EXERCISE PROMPT: Examine each line of the listing below. Copy those in which the string "black" appears.

DATA TO PROCESS:
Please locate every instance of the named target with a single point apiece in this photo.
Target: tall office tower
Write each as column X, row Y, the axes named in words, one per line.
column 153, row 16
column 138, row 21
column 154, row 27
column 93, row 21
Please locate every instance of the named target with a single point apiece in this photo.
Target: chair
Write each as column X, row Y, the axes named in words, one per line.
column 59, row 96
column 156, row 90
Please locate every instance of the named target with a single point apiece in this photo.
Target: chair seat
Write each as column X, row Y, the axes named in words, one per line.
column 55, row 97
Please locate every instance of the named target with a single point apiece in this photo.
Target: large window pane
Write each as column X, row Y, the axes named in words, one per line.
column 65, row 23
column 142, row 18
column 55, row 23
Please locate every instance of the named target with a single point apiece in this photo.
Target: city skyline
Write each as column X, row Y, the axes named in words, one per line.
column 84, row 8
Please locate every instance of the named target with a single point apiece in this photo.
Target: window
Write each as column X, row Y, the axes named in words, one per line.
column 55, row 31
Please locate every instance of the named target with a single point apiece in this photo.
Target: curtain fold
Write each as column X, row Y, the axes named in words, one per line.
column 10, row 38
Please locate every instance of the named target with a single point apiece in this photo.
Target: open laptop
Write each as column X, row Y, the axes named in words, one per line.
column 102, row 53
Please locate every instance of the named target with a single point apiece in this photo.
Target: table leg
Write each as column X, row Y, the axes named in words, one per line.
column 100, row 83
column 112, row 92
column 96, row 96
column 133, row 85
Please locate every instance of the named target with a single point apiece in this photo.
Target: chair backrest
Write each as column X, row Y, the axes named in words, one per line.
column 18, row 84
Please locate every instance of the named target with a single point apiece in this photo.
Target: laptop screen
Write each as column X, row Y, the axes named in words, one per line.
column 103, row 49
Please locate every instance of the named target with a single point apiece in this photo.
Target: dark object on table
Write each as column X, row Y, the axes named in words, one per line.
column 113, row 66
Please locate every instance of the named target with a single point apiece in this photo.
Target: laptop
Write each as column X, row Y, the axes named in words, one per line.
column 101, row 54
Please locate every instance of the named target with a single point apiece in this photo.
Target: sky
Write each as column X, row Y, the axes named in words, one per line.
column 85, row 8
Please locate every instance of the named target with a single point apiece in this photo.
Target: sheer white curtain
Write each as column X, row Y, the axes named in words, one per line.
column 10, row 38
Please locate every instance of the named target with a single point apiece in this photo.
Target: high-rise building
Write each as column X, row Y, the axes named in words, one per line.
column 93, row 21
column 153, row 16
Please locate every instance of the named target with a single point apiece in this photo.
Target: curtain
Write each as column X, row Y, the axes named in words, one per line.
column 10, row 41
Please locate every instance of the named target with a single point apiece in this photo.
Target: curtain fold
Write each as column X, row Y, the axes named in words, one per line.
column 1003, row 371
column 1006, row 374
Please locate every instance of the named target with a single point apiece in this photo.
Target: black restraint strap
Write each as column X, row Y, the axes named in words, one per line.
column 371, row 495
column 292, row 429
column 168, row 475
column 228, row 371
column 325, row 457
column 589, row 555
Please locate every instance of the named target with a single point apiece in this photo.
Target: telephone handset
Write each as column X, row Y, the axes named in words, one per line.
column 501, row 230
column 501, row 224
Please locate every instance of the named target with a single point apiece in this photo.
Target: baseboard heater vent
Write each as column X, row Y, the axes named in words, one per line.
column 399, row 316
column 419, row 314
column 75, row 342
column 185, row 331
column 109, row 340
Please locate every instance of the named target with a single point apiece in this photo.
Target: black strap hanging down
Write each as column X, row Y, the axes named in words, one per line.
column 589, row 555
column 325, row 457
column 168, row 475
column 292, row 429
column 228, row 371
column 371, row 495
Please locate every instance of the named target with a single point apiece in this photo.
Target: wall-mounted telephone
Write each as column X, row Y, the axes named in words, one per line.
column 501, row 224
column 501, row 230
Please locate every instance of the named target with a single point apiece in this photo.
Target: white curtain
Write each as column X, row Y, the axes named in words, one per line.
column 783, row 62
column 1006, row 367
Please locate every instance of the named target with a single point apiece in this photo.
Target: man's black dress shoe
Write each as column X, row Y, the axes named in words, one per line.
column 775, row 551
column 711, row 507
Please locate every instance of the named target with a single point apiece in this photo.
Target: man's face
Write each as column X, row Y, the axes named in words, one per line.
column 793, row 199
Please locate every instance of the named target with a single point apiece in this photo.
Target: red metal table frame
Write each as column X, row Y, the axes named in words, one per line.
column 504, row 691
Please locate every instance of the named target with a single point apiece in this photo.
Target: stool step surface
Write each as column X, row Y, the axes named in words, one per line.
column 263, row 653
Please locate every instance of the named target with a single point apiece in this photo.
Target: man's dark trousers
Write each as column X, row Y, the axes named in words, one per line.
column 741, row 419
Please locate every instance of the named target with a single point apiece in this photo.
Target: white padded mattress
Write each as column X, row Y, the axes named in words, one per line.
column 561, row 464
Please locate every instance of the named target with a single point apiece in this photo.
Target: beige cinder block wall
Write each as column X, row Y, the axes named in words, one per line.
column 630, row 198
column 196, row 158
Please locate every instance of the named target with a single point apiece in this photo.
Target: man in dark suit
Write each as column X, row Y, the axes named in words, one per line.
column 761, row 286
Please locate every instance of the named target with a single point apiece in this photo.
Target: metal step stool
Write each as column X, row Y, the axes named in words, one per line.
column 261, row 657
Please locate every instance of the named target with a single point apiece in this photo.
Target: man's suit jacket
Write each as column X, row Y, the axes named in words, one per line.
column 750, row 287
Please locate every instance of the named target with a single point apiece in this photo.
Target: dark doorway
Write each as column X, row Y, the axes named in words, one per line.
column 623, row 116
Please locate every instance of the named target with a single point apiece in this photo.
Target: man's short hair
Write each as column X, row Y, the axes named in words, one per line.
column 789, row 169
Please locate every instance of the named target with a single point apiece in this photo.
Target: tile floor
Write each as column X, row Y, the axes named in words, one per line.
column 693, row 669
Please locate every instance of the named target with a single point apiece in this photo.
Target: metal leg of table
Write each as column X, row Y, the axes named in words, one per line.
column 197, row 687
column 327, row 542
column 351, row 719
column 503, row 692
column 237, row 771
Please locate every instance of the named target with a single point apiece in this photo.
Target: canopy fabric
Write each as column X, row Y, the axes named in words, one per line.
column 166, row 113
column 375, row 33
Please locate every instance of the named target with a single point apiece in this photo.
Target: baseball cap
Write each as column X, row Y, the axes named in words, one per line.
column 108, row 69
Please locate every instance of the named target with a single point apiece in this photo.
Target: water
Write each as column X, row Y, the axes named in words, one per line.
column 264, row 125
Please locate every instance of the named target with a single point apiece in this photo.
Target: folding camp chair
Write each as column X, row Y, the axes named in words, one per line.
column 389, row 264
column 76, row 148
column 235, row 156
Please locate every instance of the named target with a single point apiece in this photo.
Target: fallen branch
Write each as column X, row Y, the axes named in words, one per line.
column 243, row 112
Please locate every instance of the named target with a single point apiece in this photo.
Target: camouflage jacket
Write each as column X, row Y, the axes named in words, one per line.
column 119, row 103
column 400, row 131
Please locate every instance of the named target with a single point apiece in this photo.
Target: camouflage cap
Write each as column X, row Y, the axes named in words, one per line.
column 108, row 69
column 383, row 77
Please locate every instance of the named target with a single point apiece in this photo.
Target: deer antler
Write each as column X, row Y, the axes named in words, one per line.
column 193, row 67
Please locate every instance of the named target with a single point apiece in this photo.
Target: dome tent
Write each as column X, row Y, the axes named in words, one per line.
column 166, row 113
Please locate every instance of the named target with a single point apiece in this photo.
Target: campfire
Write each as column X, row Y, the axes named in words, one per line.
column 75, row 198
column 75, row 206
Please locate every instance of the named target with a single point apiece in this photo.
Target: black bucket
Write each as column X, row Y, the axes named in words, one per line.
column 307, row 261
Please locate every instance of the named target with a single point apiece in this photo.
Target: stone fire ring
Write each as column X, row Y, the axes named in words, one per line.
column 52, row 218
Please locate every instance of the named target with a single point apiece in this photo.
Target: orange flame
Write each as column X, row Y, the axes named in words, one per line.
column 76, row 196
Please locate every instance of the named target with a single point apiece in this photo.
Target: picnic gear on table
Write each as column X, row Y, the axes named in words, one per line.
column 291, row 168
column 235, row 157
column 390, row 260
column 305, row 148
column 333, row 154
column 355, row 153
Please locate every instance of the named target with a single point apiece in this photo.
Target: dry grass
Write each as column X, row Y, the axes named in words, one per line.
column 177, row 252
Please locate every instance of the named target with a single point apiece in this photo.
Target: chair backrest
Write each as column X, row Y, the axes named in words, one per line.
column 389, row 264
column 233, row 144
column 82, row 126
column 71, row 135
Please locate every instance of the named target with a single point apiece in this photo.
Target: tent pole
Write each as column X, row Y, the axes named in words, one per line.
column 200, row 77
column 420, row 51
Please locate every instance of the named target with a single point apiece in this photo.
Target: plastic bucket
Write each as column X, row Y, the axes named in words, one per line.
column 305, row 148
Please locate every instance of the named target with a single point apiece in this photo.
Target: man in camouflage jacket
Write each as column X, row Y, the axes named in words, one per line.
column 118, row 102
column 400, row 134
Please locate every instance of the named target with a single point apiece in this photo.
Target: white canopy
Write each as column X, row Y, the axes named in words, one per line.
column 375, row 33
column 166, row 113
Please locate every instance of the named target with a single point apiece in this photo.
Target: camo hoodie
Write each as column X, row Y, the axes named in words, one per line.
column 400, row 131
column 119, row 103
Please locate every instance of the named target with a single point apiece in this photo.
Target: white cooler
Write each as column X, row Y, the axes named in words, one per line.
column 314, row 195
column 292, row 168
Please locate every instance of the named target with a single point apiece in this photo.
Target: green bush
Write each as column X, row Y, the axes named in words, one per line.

ANSWER:
Target: black restraint strap
Target: black strap hanging down
Target: man's black dress shoe
Target: black bucket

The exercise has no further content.